▶ _Input data_:
= Beginning of Section =

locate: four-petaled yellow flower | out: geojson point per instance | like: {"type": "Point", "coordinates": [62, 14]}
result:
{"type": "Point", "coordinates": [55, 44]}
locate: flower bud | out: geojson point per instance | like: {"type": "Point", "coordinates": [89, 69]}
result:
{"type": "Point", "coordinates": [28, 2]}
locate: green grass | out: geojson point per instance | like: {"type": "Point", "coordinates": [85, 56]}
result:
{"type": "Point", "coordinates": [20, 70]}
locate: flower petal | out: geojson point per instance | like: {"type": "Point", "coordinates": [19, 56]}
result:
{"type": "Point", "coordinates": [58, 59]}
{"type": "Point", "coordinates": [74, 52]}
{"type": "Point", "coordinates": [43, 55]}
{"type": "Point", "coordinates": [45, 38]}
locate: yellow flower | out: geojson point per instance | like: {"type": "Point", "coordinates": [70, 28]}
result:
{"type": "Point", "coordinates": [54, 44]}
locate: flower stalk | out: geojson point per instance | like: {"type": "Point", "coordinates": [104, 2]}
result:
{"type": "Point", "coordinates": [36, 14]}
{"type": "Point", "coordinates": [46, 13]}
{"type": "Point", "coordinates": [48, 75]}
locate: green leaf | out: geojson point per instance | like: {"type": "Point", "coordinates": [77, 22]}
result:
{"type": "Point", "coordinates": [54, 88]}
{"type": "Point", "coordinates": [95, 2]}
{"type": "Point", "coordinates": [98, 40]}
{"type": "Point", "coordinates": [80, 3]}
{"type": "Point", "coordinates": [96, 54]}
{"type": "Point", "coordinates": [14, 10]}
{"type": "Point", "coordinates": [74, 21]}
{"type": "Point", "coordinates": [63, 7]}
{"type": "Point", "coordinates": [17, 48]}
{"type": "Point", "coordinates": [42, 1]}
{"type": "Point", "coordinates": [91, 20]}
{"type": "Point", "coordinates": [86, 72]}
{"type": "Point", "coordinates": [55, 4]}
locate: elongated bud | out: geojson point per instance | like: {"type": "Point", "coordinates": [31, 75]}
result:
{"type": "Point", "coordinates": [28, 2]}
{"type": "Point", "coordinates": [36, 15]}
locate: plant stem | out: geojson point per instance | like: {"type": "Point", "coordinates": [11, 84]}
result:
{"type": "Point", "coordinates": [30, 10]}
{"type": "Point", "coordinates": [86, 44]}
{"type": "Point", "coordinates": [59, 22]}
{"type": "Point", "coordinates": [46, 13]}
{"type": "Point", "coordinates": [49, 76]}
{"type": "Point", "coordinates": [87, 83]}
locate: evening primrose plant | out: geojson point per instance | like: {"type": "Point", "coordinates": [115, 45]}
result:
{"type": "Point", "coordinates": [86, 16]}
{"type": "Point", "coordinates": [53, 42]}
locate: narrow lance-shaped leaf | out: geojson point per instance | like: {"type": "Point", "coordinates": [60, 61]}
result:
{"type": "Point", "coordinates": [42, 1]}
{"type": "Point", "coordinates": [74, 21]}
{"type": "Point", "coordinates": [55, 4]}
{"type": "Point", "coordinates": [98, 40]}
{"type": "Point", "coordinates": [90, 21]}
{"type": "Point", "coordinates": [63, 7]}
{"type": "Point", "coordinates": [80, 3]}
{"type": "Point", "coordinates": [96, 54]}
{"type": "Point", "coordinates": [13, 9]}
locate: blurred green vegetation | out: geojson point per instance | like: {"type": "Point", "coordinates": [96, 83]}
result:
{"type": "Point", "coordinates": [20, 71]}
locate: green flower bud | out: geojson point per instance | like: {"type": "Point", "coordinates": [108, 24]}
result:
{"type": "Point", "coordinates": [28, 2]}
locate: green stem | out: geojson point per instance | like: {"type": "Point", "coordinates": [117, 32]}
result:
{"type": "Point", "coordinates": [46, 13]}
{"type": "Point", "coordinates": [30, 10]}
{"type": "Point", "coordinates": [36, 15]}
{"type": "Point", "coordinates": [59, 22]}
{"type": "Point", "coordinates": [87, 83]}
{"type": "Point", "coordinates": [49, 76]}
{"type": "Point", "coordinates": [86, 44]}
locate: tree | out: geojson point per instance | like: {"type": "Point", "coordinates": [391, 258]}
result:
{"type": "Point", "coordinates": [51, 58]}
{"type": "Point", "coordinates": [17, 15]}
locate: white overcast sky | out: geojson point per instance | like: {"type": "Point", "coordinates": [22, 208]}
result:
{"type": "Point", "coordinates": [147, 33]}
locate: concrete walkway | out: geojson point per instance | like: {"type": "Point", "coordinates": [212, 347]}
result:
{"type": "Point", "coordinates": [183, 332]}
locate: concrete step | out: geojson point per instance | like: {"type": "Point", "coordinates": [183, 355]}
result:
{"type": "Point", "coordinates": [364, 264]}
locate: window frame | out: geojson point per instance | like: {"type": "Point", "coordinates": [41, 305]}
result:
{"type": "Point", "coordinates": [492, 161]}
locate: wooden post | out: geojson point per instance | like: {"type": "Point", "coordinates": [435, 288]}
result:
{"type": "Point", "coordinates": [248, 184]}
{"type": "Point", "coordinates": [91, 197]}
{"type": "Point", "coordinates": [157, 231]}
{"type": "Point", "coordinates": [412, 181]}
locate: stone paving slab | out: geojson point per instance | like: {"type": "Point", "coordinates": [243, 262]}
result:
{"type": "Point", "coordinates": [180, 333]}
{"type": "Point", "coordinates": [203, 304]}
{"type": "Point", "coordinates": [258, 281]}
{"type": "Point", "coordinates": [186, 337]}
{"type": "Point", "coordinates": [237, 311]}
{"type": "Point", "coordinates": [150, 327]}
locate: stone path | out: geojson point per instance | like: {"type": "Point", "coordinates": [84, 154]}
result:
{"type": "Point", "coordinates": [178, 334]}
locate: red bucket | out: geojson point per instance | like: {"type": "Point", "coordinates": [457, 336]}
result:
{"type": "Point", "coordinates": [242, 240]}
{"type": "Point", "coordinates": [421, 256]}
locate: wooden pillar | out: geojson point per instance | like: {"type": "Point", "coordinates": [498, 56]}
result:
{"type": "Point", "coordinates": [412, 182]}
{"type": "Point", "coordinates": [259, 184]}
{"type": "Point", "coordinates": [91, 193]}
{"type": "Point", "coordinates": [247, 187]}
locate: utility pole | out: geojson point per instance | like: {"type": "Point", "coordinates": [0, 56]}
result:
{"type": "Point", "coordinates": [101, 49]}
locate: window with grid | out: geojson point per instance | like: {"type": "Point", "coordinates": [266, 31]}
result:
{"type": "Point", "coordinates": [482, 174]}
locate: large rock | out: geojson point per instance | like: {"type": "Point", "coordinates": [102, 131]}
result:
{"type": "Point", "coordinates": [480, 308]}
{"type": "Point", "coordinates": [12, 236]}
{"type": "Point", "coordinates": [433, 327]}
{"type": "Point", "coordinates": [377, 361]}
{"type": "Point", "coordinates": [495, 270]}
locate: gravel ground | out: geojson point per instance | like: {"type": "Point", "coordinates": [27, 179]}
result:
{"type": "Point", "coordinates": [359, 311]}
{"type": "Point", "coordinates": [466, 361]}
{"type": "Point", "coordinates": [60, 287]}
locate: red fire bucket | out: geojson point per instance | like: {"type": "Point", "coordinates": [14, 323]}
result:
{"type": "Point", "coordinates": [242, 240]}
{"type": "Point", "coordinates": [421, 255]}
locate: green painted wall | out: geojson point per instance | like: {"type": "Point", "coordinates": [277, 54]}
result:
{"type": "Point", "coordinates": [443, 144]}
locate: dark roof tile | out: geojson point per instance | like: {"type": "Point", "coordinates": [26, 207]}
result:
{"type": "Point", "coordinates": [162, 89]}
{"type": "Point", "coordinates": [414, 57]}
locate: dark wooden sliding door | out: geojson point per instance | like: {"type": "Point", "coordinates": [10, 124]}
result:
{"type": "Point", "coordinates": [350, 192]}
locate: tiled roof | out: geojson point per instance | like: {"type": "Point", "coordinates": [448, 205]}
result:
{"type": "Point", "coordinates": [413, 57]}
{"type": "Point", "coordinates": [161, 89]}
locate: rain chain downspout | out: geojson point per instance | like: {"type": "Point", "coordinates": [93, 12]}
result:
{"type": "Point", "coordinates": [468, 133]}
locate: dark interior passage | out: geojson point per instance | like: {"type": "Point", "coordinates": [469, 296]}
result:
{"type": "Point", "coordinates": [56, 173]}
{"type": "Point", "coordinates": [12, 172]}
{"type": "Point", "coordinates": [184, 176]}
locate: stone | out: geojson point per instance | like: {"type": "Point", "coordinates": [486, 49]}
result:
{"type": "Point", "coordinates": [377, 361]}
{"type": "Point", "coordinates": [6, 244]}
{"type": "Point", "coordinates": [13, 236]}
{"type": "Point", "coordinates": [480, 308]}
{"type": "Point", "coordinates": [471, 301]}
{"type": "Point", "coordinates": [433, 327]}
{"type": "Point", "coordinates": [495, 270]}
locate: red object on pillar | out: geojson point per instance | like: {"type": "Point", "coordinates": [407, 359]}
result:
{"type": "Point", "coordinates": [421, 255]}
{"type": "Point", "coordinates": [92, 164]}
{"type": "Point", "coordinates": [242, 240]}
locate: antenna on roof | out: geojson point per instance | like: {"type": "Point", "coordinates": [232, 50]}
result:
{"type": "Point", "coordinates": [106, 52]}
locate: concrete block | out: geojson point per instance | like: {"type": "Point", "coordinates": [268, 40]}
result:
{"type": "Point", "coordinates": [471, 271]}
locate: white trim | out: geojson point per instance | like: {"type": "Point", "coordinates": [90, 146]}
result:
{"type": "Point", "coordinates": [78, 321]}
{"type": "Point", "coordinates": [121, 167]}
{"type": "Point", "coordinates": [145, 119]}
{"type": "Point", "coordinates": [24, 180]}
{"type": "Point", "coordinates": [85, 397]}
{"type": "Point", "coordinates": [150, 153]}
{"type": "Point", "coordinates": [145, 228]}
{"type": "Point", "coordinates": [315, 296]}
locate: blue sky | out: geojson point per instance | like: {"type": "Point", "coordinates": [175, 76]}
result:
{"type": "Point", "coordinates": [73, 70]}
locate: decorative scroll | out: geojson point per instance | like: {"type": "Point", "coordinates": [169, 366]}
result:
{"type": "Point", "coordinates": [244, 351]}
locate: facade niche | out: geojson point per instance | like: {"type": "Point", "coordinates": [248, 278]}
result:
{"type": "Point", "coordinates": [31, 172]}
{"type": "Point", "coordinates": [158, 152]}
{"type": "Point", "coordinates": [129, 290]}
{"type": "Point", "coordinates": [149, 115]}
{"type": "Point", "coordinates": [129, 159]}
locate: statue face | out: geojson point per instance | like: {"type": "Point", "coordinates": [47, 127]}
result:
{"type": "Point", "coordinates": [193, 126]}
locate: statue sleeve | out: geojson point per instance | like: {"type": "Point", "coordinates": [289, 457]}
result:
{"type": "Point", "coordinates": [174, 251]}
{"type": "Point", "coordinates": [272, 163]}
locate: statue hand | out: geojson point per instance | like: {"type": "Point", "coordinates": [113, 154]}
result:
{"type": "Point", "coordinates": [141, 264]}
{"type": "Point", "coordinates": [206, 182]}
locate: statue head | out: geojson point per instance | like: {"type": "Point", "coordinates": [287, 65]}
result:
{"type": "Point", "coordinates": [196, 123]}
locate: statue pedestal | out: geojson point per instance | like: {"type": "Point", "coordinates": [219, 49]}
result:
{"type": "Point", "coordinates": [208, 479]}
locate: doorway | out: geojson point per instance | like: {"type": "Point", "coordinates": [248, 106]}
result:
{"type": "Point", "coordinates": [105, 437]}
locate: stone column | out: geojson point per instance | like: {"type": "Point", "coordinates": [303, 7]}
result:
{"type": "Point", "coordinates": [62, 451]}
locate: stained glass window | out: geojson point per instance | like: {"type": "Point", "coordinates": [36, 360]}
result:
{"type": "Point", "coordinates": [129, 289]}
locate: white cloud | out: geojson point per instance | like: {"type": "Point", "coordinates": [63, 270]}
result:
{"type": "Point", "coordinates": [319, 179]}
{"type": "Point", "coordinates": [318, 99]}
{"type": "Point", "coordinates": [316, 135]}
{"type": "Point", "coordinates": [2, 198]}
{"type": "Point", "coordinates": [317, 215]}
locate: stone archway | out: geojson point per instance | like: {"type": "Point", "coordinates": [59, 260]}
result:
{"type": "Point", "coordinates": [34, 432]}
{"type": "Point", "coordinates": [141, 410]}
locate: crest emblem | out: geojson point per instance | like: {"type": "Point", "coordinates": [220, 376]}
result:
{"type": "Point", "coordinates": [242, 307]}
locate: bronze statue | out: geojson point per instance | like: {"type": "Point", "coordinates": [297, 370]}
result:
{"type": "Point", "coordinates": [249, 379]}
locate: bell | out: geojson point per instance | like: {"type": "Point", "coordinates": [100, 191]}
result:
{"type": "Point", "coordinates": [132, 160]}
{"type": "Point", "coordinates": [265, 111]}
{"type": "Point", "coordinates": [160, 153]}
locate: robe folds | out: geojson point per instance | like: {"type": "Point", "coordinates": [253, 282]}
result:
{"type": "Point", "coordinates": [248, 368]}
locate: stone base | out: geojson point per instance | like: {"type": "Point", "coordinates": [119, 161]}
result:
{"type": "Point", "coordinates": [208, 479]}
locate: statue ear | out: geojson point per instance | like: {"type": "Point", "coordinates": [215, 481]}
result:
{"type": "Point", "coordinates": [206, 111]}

= End of Section =

▶ _Action item_: Above are the records. Print exactly, and only, the lines from the line with "locate: tree |" to the line with "locate: stone paving", both inclusive.

▶ _Response to the task_:
locate: tree | out: geojson point per instance | like: {"type": "Point", "coordinates": [391, 258]}
result:
{"type": "Point", "coordinates": [51, 58]}
{"type": "Point", "coordinates": [17, 15]}
locate: white overcast sky | out: geojson point per instance | like: {"type": "Point", "coordinates": [22, 208]}
result:
{"type": "Point", "coordinates": [147, 33]}
locate: concrete walkway | out: geojson point per instance | like: {"type": "Point", "coordinates": [212, 347]}
result:
{"type": "Point", "coordinates": [183, 332]}
locate: concrete step | out: geojson point per instance | like: {"type": "Point", "coordinates": [183, 355]}
result:
{"type": "Point", "coordinates": [364, 264]}
locate: window frame | out: geojson point per instance | like: {"type": "Point", "coordinates": [41, 305]}
result:
{"type": "Point", "coordinates": [492, 161]}
locate: wooden post | out: geojson point per instance | like: {"type": "Point", "coordinates": [435, 288]}
result:
{"type": "Point", "coordinates": [248, 184]}
{"type": "Point", "coordinates": [91, 197]}
{"type": "Point", "coordinates": [157, 231]}
{"type": "Point", "coordinates": [412, 181]}
locate: stone paving slab | out: geojson point per instance | like: {"type": "Point", "coordinates": [243, 262]}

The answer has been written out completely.